===== Texto fornecido =====
Aqui há um apuro caseiro (quase do classicismo moral e da literatura) quando mescla a Belair de Rogério Sganzerla (pela presença da atriz Djin Sganzerla, filha de Rogério e de Helena Ignez, musa do Cinema Novo, em “Copacabana Mon Amour”) e a de Júlio Bressane (a auto-reflexividade da antiarte). A personagem principal, Dindi, não consegue distrair e “relaxar”, vivendo uma permanente pressão, medos personificados, paranoia e asfixia, que despertam ruídos, sentimentos de perseguição e alteração da percepção da realidade. Parece que o cenário que participamos é sua mente. Paredes estrelas. Lua. Danças contemporâneas. Uma praia paradisíaca com trilha sonora de Jazz, acompanhada do namorado. “Caipirinha de kiwi versus lichia”. Lembranças versus tédios. Saudosas tristezas versus a alienação robótica e programada da alegria.
===== Entradas extraídas =====
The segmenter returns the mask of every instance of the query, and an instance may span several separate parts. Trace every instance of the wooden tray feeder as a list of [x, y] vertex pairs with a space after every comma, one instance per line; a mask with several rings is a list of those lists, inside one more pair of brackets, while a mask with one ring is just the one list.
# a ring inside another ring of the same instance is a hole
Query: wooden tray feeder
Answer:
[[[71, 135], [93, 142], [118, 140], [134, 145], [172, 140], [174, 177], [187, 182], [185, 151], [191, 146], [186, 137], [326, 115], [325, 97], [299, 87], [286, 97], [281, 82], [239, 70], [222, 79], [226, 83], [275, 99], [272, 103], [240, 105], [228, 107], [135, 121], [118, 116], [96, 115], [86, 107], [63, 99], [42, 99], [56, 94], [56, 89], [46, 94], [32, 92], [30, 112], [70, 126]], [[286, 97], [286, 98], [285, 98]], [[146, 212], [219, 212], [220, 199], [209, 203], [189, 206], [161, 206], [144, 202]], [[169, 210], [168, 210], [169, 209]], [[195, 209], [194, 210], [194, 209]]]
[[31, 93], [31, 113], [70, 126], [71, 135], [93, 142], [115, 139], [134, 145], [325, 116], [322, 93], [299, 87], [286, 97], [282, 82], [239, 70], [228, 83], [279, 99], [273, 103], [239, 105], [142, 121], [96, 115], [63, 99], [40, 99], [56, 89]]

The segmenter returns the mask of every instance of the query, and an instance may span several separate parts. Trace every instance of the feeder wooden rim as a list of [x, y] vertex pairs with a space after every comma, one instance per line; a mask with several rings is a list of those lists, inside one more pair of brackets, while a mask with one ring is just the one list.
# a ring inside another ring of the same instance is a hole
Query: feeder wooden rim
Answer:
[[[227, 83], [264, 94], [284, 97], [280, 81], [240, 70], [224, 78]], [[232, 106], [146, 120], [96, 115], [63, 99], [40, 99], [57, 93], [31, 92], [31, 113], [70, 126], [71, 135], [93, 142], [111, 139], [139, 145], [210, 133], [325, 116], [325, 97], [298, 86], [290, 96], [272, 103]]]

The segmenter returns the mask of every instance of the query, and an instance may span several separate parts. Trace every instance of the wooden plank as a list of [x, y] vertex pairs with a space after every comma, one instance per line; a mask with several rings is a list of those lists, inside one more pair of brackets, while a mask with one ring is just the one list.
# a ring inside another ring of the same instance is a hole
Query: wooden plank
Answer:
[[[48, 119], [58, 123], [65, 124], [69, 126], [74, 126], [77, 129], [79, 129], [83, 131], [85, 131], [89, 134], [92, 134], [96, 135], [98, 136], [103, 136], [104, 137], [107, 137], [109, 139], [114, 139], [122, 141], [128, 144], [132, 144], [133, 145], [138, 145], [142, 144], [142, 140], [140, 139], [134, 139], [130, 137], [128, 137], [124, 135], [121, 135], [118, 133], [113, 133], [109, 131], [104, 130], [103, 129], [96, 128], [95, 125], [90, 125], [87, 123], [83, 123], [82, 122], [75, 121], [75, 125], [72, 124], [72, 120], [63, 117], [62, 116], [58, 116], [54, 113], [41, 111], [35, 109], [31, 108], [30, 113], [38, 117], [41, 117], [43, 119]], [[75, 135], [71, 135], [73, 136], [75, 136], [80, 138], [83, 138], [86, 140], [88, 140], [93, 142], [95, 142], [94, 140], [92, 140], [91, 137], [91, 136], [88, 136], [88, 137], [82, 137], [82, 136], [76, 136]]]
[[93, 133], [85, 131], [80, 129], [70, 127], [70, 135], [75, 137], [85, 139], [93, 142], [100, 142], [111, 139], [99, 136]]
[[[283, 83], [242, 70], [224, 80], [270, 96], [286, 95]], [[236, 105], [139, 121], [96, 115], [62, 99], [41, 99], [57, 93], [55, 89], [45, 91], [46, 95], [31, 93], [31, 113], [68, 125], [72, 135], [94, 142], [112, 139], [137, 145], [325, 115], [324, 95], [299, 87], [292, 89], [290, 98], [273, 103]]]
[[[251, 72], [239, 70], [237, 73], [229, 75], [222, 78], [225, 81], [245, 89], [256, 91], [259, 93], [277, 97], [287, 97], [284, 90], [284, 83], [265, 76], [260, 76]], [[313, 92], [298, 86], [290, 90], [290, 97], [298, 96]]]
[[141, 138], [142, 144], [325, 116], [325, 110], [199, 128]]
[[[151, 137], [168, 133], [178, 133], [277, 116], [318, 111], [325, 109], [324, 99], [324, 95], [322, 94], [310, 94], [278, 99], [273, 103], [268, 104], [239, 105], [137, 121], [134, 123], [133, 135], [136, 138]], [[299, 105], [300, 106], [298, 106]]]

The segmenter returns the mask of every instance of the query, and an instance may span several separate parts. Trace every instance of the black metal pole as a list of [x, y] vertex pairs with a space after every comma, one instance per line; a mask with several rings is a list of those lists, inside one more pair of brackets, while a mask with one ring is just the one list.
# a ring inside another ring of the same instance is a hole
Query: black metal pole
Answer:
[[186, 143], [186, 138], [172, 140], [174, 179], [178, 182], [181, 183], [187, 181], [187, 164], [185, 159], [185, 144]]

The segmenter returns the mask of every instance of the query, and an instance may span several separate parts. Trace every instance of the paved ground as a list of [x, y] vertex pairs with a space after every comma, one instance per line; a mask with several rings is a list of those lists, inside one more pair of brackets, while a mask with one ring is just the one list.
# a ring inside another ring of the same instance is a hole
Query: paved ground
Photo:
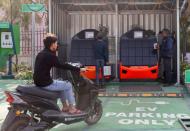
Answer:
[[[0, 124], [7, 113], [3, 90], [14, 90], [23, 81], [0, 80]], [[52, 131], [183, 131], [178, 117], [190, 118], [190, 98], [101, 97], [104, 113], [93, 126], [84, 122], [60, 124]]]

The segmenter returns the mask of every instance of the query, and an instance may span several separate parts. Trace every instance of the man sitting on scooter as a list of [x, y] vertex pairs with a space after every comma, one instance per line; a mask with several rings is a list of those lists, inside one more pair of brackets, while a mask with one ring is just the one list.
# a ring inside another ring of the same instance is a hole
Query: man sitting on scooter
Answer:
[[[76, 109], [75, 97], [72, 84], [69, 81], [53, 80], [50, 76], [52, 67], [80, 71], [80, 68], [73, 67], [69, 64], [61, 64], [56, 56], [57, 37], [54, 34], [47, 34], [43, 40], [44, 50], [38, 53], [34, 67], [34, 83], [45, 90], [60, 92], [60, 99], [63, 103], [63, 112], [70, 114], [81, 113]], [[68, 101], [69, 105], [67, 104]]]

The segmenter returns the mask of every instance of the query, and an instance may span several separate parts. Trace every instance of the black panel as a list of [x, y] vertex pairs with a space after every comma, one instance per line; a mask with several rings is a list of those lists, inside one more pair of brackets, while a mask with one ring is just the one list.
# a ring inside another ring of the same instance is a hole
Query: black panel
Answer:
[[[139, 29], [138, 29], [139, 30]], [[143, 31], [143, 38], [134, 39], [134, 31], [125, 33], [120, 39], [120, 60], [126, 66], [153, 66], [157, 64], [157, 54], [153, 53], [157, 42], [154, 33]]]
[[[94, 29], [86, 29], [76, 34], [71, 41], [71, 62], [81, 62], [83, 65], [95, 65], [94, 44], [96, 39], [85, 39], [85, 32], [94, 32], [95, 36], [98, 31]], [[108, 48], [108, 40], [104, 39]]]

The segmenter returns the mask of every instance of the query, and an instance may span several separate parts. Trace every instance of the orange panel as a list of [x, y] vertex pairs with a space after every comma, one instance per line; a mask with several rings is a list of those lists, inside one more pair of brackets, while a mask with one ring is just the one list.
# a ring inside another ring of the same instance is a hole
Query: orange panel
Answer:
[[122, 66], [120, 65], [120, 79], [157, 79], [158, 65], [148, 66]]
[[[96, 79], [96, 66], [85, 66], [87, 69], [85, 72], [81, 72], [82, 75], [86, 76], [89, 79]], [[102, 75], [99, 75], [99, 78], [102, 78]], [[109, 79], [110, 76], [105, 76], [106, 79]]]

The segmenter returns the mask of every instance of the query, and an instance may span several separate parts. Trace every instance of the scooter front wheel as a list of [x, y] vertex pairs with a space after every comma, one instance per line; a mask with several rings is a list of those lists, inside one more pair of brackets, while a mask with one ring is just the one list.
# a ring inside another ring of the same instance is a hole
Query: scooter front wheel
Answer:
[[88, 117], [84, 120], [88, 125], [96, 124], [102, 117], [103, 108], [102, 103], [99, 99], [94, 104], [94, 107], [91, 109]]
[[27, 117], [16, 117], [7, 131], [21, 131], [28, 126], [29, 119]]

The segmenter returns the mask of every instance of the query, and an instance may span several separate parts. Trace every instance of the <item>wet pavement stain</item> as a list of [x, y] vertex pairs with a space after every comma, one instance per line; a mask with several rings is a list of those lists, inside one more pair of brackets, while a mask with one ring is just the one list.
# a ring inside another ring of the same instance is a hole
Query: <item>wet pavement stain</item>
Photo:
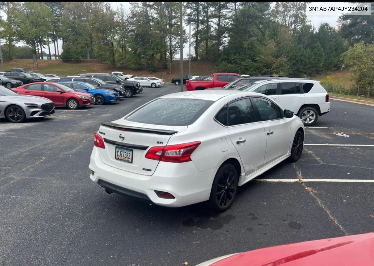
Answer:
[[[214, 217], [212, 217], [214, 216]], [[184, 221], [182, 224], [187, 227], [198, 227], [203, 229], [219, 230], [225, 225], [228, 224], [235, 219], [235, 216], [227, 215], [224, 216], [212, 215], [207, 213], [196, 215], [197, 219], [189, 218]]]
[[298, 222], [291, 222], [288, 223], [288, 227], [292, 229], [298, 230], [303, 228], [303, 225]]

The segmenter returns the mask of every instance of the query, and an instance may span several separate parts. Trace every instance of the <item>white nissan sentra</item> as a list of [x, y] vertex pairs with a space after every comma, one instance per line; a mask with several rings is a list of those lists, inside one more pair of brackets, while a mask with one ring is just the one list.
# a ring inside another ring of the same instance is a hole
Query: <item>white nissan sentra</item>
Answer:
[[155, 99], [95, 134], [90, 177], [109, 193], [223, 212], [238, 187], [303, 151], [300, 118], [257, 93], [206, 90]]

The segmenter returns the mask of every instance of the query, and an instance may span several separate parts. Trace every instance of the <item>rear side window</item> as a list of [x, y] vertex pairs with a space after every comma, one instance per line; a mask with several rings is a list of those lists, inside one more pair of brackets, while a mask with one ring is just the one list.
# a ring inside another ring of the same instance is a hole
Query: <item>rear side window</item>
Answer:
[[197, 99], [160, 98], [143, 106], [125, 120], [165, 126], [188, 126], [196, 121], [214, 103]]
[[312, 90], [312, 88], [313, 87], [313, 85], [314, 84], [313, 83], [303, 83], [303, 90], [304, 91], [304, 93], [307, 93], [310, 90]]
[[229, 76], [227, 75], [217, 75], [217, 80], [218, 81], [228, 81]]

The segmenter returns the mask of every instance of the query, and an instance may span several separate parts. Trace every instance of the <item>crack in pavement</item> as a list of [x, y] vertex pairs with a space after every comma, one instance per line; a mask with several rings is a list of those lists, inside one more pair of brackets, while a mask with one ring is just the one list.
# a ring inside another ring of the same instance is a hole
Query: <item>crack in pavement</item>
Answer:
[[346, 235], [349, 235], [349, 233], [344, 229], [344, 228], [340, 223], [339, 223], [339, 222], [338, 222], [338, 220], [336, 219], [336, 218], [332, 216], [332, 215], [331, 214], [329, 209], [322, 203], [322, 201], [321, 200], [321, 199], [316, 195], [316, 194], [318, 193], [318, 191], [316, 191], [313, 189], [312, 188], [307, 186], [303, 180], [303, 176], [301, 175], [301, 171], [298, 169], [297, 167], [294, 163], [292, 164], [292, 166], [296, 170], [296, 174], [297, 175], [297, 179], [298, 180], [299, 183], [301, 184], [301, 185], [304, 187], [304, 188], [305, 188], [305, 189], [308, 192], [309, 192], [309, 194], [310, 194], [310, 195], [314, 198], [314, 199], [316, 200], [316, 201], [317, 202], [317, 205], [322, 208], [326, 212], [327, 214], [327, 216], [329, 217], [329, 218], [334, 223], [337, 225], [340, 229], [343, 231], [343, 232], [344, 232]]

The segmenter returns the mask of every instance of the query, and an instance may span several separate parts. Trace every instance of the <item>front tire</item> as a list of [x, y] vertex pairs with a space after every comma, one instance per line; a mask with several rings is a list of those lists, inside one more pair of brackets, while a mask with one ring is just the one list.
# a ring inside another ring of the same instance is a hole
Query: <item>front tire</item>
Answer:
[[318, 112], [315, 108], [307, 106], [303, 108], [299, 113], [300, 117], [304, 126], [313, 126], [318, 120]]
[[79, 103], [75, 99], [69, 99], [66, 101], [66, 107], [69, 109], [74, 110], [79, 108]]
[[125, 90], [125, 96], [126, 98], [132, 97], [134, 93], [131, 89], [126, 89]]
[[102, 105], [105, 103], [105, 99], [102, 95], [96, 95], [95, 97], [95, 103], [98, 105]]
[[22, 123], [26, 120], [26, 113], [18, 106], [11, 105], [6, 109], [5, 117], [12, 123]]
[[300, 159], [303, 153], [304, 147], [304, 135], [300, 130], [296, 132], [291, 147], [291, 155], [289, 156], [289, 161], [291, 163], [297, 162]]
[[208, 202], [209, 208], [217, 212], [228, 210], [236, 195], [239, 180], [234, 166], [226, 163], [221, 166], [213, 182]]

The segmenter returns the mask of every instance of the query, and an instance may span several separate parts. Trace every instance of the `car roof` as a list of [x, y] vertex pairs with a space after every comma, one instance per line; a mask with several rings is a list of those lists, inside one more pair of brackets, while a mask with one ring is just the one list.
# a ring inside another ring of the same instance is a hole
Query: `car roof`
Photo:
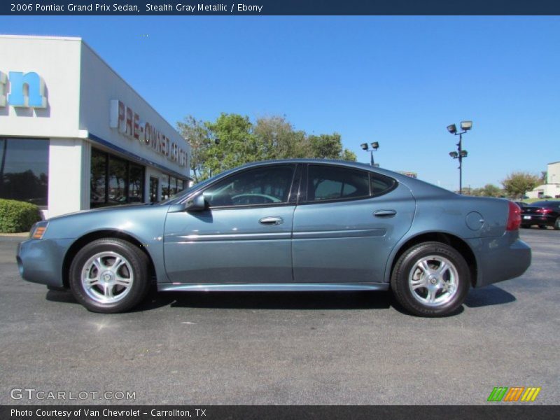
=====
Enunciado:
Segundo o texto fornecido, de quem a atriz Djin Sganzerla é filha? Essas entradas foram obtidas de uma fonte distinta.

Resposta:
De Rogério Sganzerla e Helena Ignez.